Selected excerpt.
◆ ◆ ◆ ◆ ◆
There was a debut of Transformer in 2017 which stimulated the race to produce new models. OpenAI took the first initiative in June 2018 to create GPT: a decoder-only model that excelled in Natural Language Generation (NLG). It ultimately powered ChatGPT. Google responded by releasing BERT in October 2018, four months later. BERT is an encoder-only model designed for Natural Language Understanding (NLU).
Decoder-Only Models
The decoder block in the Transformer generates an output sequence based on the input provided to the encoder. Decoder-Only models eliminate encoder block entirely. Instead, multiple decoders are stacked together in a single model. These models accept prompt as inputs and generate responses by predicting the next most probable word (or say token) one at a time in a task called Next Token Prediction (NTP). Decoder-Only thus excels in NLG such as conversational chatbots, machine translation and code generation. As ChatGPT is widely used, the public is familiar with such models. ChatGPT is powered by decoder-only models such as GPT-3.5 and GPT-4.
Encoder-Only Models
The encoder block in the transformer accepts an input sequence and creates vector representation for each word (or token). Encoder-only model eliminates decoder and stacks multiple encoders to produce a simple model. These models do not accept prompts. They rather accept an input sequence for a prediction to be made upon a missing word in the sequence. Encoder-only model lacks the generating capacity (of new words). Thus, they are not used for chatbot applications. Instead, encoder-only models are used for NLU tasks such as Named Entity Recognition (NER) and Sentiment Analysis. The vector representation provides a deep understanding of the input texts to the BERT models. Though it is technically possible to generate text with BERT, that is not for which this architecture is meant. The results are not as good as decoder-only models.
Thus, Transformer model has both has both encoders and decoders, GPT models are decoder-only models and BERT models are encoder-only models.
It is GPT model that made transformer pre-training popular. It covered broad understanding of language nuances (word usage and grammatical patterns). This produced a task-agnostic foundational model. After training, a foundational model can be fine-tuned for specific task Fine-tuning involves training only the linear layer (a small feedforward neural network). The weights and biases of the rest of the model or the foundational portion remain unchanged.
◆ ◆ ◆ ◆ ◆
Work request A.
Translate this sentence from the text on Transformer models into Spanish: "Decoder-Only models eliminate encoder block entirely."
Work request B.
Answer these questions using the text on Transformer models:
(i) In what month and year did OpenAI create GPT?
(ii) What is the name of the task in which decoder-only models predict the next most probable token one at a time?
(iii) During fine-tuning, which part of the model is trained?
Work request C.
Please list every task that the text on Transformer models gives as an example of NLG or NLU.
The material that follows is separate from the text on Transformer models.

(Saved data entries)
◆ ◆ ◆ ◆ ◆
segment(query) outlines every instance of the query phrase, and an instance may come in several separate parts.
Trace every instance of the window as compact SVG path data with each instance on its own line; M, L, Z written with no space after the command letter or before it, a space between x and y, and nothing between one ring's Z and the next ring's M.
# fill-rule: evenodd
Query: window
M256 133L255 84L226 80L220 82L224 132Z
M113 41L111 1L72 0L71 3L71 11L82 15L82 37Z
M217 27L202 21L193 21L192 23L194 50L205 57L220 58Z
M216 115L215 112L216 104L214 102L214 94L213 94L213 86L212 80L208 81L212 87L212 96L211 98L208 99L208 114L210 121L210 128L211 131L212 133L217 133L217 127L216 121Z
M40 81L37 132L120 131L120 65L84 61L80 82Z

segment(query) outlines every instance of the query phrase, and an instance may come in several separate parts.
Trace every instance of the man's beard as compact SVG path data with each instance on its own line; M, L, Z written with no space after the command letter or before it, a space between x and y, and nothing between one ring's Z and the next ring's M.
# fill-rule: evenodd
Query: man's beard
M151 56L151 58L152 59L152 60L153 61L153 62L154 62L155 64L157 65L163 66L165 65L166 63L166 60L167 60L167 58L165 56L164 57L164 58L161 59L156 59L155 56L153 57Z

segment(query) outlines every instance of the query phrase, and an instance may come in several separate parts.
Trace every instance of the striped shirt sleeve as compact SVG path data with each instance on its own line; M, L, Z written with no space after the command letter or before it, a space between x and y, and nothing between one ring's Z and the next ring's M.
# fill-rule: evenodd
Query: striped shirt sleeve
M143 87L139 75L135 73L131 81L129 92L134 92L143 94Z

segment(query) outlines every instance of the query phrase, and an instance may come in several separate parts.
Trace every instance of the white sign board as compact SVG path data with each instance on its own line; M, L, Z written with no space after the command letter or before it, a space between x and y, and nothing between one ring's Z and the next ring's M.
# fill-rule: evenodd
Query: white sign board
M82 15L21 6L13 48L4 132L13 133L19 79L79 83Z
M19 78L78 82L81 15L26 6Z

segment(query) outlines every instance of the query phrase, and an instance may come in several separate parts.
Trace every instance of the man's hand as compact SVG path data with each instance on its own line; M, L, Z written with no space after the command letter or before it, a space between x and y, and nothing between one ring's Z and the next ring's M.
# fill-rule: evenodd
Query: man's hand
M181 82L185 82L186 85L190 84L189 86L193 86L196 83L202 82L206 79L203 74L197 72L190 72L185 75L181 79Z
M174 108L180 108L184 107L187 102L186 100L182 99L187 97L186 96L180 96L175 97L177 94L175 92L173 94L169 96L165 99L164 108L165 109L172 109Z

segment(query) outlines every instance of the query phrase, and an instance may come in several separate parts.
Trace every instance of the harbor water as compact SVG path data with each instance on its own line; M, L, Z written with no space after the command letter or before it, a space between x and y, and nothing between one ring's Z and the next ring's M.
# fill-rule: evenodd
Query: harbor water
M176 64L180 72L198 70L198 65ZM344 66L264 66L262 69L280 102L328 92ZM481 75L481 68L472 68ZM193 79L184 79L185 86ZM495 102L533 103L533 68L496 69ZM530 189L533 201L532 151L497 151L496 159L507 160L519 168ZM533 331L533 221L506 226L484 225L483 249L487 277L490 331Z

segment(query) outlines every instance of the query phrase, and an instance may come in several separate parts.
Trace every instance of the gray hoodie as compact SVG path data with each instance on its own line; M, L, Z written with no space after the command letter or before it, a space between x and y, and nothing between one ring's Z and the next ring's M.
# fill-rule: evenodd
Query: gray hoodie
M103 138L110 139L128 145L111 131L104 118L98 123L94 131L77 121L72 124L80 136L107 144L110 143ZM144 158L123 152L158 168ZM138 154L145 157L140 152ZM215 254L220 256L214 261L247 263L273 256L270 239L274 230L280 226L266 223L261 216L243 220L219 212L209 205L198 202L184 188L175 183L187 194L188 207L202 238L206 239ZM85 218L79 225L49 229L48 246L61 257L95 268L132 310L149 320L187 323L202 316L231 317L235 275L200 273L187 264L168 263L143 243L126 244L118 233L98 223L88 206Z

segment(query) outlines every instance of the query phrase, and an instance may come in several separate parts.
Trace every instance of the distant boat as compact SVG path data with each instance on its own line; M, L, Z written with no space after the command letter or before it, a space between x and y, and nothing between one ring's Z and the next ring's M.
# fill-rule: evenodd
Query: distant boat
◆ ◆ ◆ ◆ ◆
Answer area A.
Los modelos solo decodificador eliminan por completo el bloque codificador.

Answer area B.
(i) June 2018
(ii) Next Token Prediction (NTP)
(iii) Only the linear layer (a small feedforward neural network)

Answer area C.
- Conversational chatbots
- Machine translation
- Code generation
- Named Entity Recognition (NER)
- Sentiment Analysis